Data entries:

------------------------------------------------------------------------

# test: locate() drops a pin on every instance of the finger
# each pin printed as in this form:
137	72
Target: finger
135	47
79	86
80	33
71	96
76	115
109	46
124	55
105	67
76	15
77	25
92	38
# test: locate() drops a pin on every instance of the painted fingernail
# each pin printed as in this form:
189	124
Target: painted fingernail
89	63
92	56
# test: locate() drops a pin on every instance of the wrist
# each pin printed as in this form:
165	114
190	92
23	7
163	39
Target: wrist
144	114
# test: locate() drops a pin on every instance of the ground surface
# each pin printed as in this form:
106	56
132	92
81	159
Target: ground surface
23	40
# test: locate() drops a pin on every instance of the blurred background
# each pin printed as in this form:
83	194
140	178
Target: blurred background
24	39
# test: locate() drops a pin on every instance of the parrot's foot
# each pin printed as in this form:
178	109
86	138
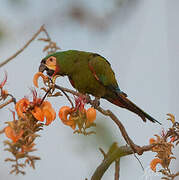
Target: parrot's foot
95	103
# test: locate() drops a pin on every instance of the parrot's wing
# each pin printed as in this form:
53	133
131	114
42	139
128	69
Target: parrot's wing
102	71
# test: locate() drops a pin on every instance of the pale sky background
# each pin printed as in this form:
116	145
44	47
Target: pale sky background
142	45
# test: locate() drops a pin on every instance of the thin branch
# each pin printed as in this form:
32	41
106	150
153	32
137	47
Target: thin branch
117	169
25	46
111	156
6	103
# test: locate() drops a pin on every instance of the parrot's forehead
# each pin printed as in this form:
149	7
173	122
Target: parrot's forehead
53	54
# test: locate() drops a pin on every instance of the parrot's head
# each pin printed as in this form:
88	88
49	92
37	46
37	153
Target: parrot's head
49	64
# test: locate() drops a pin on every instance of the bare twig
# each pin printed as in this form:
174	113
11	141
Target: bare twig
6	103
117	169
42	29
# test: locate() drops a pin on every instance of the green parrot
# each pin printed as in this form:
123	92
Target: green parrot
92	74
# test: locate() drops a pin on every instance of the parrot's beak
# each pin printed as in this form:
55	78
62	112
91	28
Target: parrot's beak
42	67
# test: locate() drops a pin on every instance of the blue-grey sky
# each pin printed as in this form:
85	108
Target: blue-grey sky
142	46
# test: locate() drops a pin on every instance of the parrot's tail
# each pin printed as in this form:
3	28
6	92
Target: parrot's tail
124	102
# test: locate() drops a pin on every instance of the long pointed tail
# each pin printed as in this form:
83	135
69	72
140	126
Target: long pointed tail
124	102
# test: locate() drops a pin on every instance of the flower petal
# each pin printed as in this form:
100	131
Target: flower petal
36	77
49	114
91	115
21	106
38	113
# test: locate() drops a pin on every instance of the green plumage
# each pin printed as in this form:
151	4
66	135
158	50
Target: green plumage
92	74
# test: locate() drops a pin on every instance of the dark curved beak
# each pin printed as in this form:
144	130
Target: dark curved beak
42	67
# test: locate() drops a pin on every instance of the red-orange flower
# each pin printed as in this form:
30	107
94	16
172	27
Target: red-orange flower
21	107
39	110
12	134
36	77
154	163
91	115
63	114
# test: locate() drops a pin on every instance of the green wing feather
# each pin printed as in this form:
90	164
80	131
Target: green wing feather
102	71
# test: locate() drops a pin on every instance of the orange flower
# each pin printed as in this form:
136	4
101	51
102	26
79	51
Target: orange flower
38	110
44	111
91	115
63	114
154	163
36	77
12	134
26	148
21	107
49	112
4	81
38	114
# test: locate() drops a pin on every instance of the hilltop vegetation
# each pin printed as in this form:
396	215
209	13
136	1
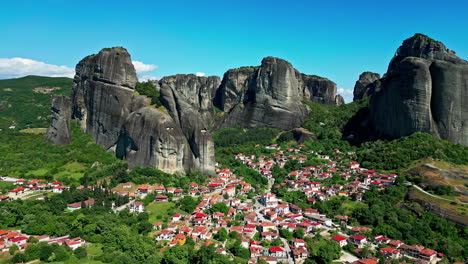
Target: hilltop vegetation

------------------------------------------------------------------------

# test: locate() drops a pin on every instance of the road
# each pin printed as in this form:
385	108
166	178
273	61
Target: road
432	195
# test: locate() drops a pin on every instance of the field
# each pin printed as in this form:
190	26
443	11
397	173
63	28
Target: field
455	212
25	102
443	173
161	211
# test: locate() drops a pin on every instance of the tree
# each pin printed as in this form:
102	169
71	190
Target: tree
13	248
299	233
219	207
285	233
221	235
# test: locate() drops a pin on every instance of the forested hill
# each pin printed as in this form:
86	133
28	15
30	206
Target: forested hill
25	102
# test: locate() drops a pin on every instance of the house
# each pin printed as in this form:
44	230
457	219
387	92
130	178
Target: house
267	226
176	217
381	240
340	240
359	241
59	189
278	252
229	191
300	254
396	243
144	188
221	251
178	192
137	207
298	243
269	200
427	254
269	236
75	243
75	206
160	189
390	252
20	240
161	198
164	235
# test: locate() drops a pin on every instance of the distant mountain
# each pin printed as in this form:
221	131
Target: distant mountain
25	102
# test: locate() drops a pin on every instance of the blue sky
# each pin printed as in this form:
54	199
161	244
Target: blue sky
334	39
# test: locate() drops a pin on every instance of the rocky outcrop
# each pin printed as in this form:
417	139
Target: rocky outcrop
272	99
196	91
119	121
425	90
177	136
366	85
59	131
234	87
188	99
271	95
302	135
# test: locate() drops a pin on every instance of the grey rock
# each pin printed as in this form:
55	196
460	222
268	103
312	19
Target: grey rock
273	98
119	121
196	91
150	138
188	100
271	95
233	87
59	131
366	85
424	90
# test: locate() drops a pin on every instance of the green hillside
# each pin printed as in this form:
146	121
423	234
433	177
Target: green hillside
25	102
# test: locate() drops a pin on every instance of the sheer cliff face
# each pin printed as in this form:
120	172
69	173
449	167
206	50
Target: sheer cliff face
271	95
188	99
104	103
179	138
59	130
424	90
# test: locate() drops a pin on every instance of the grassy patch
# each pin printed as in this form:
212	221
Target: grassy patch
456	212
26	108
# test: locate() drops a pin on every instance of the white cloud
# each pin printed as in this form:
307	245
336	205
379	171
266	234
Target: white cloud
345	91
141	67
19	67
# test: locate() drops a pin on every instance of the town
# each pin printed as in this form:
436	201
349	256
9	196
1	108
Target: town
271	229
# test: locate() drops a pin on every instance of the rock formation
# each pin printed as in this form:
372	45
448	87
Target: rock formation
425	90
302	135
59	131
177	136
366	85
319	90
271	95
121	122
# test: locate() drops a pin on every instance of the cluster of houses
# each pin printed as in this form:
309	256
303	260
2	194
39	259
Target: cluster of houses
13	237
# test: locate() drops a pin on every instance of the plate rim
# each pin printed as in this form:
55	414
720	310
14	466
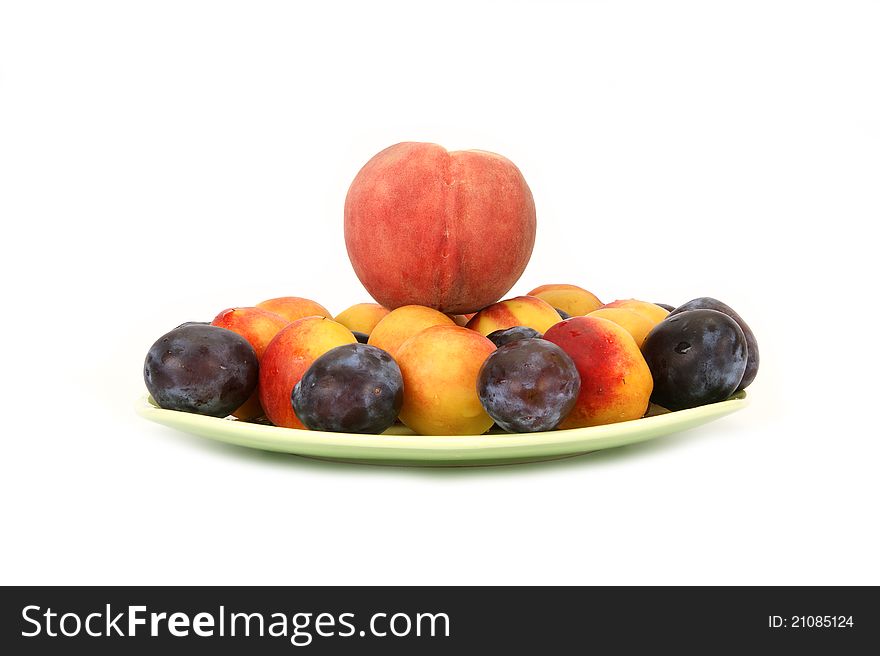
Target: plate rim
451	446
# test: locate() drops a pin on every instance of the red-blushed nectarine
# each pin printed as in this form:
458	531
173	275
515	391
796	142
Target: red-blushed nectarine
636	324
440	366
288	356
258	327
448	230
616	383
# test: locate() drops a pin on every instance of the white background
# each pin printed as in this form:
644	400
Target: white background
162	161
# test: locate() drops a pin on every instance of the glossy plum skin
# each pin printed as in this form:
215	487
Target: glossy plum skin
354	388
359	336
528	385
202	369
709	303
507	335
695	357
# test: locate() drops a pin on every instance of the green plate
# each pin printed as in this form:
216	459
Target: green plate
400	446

------------------------------------------------------------------------

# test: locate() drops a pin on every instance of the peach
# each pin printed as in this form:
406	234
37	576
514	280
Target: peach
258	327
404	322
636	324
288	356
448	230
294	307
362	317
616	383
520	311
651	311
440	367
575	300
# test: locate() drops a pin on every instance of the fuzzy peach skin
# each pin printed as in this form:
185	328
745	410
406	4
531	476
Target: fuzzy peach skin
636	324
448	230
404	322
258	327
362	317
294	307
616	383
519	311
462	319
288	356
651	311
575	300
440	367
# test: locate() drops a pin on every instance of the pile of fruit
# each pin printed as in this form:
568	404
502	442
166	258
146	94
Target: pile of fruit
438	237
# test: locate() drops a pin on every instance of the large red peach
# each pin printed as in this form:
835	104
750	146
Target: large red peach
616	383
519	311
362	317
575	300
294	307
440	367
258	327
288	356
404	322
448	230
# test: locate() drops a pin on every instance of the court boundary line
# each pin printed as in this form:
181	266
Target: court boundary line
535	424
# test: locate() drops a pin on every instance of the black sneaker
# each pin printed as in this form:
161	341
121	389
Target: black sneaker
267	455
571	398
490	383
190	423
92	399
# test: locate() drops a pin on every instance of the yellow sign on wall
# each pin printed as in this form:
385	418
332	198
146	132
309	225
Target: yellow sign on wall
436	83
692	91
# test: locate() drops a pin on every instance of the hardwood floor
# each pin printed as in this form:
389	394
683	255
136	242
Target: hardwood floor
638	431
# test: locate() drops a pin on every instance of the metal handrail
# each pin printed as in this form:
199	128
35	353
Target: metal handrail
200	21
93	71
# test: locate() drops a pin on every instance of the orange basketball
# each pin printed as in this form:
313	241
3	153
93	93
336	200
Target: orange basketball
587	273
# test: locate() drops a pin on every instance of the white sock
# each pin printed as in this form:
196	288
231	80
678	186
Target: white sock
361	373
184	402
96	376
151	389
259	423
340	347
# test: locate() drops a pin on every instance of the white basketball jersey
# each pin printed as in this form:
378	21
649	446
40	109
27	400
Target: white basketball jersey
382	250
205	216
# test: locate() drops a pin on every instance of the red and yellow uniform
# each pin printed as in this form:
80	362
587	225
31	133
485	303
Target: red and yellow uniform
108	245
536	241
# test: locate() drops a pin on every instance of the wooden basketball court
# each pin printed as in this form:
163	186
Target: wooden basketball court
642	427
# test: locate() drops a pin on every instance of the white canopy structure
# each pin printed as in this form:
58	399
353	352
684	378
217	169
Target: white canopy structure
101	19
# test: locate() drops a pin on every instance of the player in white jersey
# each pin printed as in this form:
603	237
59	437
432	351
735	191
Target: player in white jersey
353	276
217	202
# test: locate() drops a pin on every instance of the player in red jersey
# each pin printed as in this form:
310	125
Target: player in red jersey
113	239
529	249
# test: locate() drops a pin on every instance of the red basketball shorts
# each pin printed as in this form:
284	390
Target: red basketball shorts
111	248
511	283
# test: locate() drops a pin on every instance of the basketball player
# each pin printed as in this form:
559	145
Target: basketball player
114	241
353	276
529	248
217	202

------------------------------------------------------------------------

Problem statement: For each line in the records that holds "hilltop", show that line as it stands.

Solution:
# test: locate() drops a pin on every instance of the hilltop vegetation
Target: hilltop vegetation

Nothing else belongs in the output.